EXERCISE GOAL: Can you continue the retirement spending worksheet text from where it stops?

TEXT UNDER STUDY:
Total Essential Non-Recurring

 

 

 

 

 

Discretionary Recurring Spending

Current Year Expected Amount

Comment1

Discretionary Groceries

 

 

Subscription services

 

 

Dining out

 

 

Entertainment

 

 

Clothing

 

 

Gym memberships

 

 

Hobbies

 

 

Non-bucket list travel

 

 

Non-essential gifts/charitable donations

 

 

Other

 

 

Total Discretionary Recurring

 

 

 

 

 

Discretionary Non-Recurring Spending

Current Year Expected Amount

Comment1

Non-essential long-term care costs

 

 

Non-essential estate bequests

 

 

New automobiles

 

 

Bucket list travel

 

 

Home remodeling

 

 

Discretionary family support

 

 

New appliances/electronics

 

 

New recreation vehicles

 

 

Other

 

 

Total Discretionary Non-Recurring

 

 

  1. Note
    expenses that are either assumed to increase in the future at a faster
    (or slower) rate than assumed inflation. For non-recurring expenses
    expected to commence in a future year, estimate amount of annual expense
    (in future dollars) and note when such expenses are expected to start
    and end.   For non-recurring expenses expected in the current year, note
    when such expenses are expected to end.

Tips for
entering your spending data in the Actuarial Financial Planner (AFP) to
determine present values and to develop your Funded Status

  1. Combine
    recurring expenses with the same expected rate of future increases and
    input that amount in the appropriate cell of the AFP. Some recurring
    expenses, like future taxes or future healthcare expenses may be
    expected to increase at a faster rate than general inflation in the
    future.  Other expenses in retirement, like recurring discretionary
    expenses, may be expected to increase at a rate less than inflation (or
    even decrease in real dollars) in the future.  You can combine recurring
    expenses that have equal future assumed rates of increases when
    entering them into the AFP to determine their present values.
  2. Expenses
    entered at the beginning of each year are estimated expenses for that
    year and will usually be higher than expenses entered in last year’s AFP
    due to inflation. Also, some non-recurring expenses will no longer
    apply, or will be expected to commence one year earlier or end one year
    earlier than entered in the previous year’s AFP.  Most of the input
    items will change from year to year.

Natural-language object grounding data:

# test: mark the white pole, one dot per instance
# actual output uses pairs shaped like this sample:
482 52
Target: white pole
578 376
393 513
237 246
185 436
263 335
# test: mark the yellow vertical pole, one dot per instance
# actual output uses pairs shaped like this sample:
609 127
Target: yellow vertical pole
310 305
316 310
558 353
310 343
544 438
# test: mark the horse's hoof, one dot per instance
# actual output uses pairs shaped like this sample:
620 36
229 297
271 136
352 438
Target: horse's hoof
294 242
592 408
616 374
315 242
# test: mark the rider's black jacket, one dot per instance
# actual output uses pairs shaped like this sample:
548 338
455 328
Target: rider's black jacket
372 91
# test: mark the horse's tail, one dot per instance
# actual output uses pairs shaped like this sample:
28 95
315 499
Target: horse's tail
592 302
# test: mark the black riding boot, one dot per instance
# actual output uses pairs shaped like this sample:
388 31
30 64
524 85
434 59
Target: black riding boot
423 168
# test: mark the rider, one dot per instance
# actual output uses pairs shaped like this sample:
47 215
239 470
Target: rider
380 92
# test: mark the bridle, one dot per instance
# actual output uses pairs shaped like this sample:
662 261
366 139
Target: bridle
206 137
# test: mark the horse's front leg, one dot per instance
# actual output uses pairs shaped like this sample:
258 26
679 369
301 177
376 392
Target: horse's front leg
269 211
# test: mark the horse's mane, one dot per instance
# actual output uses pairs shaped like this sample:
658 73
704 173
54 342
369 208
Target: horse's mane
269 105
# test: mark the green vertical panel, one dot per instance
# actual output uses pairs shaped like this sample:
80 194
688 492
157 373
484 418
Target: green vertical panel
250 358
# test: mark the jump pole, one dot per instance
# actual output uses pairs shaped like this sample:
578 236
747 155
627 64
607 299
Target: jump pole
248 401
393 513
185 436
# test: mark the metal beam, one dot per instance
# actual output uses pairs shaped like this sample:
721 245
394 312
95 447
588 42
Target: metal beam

THE ANSWER:
  3. Present values of non-recurring expenses are generally entered into the AFP by entering data into the following cells:

Annual Amount

Deferral Period

Payment Period

Annual Rate of Increase

% Upside (assets) or %Essential (Liabilities)

Where
“annual amount” is increased by inflation (or some other reasonable
rate) from the current year until the expected year of first payment;
the deferral period is the period in which no payments are assumed;
payment period is the number of expected years of payment for this
expense after the deferral period; annual rate of increase is the
expected rate of increase once payments are expected to commence, and %
upside/% essential is the users estimate of how essential this
particular expense is.   Note that if the user expects to have more than
six non-recurring expenses in retirement, he or she can use one of the
five “other income” cells, except negative annual amounts should be
input.

  1. Calculations of the present values of
    non-recurring expenses (as well as recurring expenses) are shown in the
    PV Calcs tab and can be checked there for reasonableness.
  2. If your Funded Status is less than 95%, you may wish to revise your inputted desired spending for the year.

Conclusion

As
noted in prior posts, the Actuarial Approach to determining how much
you can afford to spend in retirement is based on the following three
M’s:

  • Measuring your Funded Status each year
  • Monitoring your Funded Status from year to year, and
  • Making changes in your assets or you spending liabilities if your Funded Status falls outside reasonable corridors.

In
addition, we encourage you to periodically stress-test important
planning assumptions to assess possible risks (that your assumptions
won’t be realized in the future) so that you can better Manage such risks. 

At
the beginning of 2025, we will remind you that it is time once again to
re-determine your Funded Status.  If you want to get a jump on this
task, feel free to use the Spending Data Table supplied in this post.